▶ **Items**:
______________________________

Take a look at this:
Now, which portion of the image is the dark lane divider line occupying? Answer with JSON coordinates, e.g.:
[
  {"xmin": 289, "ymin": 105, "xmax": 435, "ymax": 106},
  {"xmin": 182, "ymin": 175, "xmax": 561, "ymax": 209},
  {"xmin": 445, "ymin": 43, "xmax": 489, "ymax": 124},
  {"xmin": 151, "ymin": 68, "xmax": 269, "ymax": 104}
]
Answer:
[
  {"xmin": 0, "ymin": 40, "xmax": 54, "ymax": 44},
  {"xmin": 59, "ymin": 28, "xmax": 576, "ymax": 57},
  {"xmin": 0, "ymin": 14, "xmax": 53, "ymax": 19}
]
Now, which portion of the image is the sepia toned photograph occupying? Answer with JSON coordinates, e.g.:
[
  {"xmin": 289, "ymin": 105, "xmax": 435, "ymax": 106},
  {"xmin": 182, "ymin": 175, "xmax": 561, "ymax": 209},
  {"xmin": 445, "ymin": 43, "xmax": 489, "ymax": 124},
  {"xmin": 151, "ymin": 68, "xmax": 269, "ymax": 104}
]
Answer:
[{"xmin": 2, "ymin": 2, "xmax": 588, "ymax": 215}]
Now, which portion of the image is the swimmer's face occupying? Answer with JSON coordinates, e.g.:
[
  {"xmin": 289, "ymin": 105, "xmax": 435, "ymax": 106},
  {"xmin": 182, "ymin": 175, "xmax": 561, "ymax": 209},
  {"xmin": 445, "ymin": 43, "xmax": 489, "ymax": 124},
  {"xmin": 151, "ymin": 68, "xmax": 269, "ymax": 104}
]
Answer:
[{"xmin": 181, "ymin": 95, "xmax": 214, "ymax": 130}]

______________________________

▶ **Written task**: Show each line of the records above that contains the word "image", copying every such line in full.

▶ **Solution to the exercise**:
Now, which portion of the image is the dark lane divider line occupying? Answer with JSON coordinates, e.g.:
Now, which portion of the image is the sepia toned photograph occupying? Answer with JSON coordinates, e.g.:
Now, which portion of the image is the swimmer's face occupying? Answer with JSON coordinates, e.g.:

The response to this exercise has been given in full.